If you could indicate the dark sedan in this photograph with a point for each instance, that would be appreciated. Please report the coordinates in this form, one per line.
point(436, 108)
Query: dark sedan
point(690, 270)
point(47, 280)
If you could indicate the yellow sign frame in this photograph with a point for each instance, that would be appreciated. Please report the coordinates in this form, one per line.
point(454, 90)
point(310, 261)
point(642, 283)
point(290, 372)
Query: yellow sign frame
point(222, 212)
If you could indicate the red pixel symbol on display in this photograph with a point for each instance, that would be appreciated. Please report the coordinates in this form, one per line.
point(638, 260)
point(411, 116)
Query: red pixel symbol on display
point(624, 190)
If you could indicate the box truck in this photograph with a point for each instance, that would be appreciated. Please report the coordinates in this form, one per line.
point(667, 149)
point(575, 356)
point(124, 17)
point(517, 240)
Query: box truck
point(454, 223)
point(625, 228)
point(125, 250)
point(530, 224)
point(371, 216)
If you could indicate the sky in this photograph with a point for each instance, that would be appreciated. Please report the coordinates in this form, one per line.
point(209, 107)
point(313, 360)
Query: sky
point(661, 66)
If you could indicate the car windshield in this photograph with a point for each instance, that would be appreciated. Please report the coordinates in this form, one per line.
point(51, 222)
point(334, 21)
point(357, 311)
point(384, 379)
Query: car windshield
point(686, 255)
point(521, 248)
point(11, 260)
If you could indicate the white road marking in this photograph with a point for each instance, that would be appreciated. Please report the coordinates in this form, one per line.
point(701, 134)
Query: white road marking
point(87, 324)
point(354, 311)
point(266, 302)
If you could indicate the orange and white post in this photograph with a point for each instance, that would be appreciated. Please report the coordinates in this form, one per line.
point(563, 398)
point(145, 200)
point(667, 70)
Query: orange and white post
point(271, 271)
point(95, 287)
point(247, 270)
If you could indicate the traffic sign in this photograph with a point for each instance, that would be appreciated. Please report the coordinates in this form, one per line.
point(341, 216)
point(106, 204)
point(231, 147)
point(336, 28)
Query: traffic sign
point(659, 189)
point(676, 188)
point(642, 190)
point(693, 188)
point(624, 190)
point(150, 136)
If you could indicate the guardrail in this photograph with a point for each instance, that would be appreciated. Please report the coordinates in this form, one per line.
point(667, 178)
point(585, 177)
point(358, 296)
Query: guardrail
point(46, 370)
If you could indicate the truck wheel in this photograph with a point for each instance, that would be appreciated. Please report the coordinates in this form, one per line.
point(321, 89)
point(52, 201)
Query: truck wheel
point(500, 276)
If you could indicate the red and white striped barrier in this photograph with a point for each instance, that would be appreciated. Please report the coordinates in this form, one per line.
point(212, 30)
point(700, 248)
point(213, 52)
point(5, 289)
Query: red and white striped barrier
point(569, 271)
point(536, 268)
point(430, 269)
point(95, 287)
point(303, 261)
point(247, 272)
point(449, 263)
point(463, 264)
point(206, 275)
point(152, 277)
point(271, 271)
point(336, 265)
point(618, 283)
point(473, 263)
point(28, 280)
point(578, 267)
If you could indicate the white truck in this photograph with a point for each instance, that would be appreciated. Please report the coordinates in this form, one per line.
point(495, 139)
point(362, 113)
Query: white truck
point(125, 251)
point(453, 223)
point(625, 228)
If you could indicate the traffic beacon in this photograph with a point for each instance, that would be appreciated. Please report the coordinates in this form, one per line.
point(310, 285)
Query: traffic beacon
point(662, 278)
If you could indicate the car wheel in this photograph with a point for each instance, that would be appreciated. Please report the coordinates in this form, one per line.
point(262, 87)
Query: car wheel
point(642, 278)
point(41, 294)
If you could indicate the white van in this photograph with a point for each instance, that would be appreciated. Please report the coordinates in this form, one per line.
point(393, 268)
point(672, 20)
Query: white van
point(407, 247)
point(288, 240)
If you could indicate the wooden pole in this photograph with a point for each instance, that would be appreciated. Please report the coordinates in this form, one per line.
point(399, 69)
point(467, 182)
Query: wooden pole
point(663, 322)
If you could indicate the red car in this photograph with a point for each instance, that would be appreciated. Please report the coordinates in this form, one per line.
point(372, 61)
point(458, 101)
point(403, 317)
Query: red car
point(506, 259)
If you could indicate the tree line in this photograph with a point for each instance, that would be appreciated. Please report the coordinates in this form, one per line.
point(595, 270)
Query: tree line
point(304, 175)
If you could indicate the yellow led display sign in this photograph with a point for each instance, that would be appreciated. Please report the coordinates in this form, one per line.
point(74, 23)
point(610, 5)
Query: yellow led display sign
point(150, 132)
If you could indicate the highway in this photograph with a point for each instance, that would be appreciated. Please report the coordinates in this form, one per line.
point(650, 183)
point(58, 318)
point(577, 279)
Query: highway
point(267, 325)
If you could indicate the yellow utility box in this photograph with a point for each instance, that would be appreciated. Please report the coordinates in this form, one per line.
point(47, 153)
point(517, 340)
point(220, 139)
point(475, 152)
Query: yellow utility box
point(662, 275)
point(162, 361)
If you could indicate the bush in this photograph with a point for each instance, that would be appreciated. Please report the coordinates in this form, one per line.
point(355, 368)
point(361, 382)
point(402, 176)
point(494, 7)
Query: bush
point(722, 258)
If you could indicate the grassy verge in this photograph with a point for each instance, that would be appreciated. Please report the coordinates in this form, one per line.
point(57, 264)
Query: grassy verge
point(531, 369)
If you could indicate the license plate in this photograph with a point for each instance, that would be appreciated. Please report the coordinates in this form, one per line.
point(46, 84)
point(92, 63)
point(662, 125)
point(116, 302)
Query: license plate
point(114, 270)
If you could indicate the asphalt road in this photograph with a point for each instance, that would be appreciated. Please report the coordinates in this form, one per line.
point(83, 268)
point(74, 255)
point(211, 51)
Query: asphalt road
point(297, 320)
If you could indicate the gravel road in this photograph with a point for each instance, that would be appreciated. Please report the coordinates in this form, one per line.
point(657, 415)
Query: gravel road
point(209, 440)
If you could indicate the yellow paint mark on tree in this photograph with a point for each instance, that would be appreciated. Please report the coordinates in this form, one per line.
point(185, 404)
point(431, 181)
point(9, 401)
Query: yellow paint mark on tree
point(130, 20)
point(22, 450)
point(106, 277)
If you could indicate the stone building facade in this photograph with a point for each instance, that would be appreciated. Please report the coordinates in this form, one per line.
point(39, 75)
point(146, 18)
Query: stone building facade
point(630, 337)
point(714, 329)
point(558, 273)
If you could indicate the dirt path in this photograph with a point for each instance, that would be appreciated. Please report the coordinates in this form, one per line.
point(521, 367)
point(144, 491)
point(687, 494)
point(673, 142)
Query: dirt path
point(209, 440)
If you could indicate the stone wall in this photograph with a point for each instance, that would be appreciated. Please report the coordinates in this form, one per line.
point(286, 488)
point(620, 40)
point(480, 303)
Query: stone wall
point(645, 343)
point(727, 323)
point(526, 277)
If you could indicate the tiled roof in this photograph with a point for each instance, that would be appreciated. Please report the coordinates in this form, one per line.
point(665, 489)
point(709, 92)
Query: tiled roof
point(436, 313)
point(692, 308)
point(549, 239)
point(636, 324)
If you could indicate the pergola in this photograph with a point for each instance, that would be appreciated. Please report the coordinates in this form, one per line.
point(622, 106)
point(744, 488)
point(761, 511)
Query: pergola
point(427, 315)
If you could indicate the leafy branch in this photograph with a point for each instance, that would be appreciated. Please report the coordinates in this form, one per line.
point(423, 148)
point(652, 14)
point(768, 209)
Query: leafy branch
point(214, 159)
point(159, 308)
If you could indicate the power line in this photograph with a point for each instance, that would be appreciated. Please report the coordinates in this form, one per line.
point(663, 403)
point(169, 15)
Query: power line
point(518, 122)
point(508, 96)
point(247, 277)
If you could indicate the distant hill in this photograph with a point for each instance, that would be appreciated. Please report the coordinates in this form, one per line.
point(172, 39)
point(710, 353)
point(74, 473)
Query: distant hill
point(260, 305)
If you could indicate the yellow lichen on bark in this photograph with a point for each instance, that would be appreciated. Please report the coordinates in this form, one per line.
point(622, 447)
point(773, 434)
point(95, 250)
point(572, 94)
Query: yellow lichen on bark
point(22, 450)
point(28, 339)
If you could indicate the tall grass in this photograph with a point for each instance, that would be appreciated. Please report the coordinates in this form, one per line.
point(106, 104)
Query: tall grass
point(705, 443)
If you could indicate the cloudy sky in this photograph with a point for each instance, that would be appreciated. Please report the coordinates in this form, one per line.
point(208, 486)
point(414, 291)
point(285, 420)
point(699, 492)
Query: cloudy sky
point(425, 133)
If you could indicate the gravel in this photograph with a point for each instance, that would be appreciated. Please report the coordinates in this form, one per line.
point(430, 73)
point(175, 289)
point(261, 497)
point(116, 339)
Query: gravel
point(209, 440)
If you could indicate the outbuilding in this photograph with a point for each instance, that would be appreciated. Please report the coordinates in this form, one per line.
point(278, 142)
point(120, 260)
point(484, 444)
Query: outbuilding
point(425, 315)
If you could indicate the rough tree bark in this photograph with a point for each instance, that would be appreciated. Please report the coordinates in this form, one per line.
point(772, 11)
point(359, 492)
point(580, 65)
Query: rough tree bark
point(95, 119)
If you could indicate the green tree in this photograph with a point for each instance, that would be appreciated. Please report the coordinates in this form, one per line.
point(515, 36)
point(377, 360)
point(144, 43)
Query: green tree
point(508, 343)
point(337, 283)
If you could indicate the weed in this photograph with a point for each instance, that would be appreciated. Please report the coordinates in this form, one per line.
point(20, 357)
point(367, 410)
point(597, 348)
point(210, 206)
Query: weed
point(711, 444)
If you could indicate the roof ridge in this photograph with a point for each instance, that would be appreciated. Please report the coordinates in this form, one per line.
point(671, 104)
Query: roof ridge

◆ **What you have to do**
Lay out as a numbered list the lines of the material starting with the one containing "If you could indicate the cloudy" and ending after the one containing "point(425, 133)", with blank lines omitted.

◆ **Output for this exercise**
1. If you could indicate the cloudy sky in this photograph with a point for each instance, that would be appreciated. Please report the coordinates in this form, one per line.
2. point(208, 486)
3. point(414, 291)
4. point(285, 420)
5. point(699, 492)
6. Query: cloudy sky
7. point(425, 133)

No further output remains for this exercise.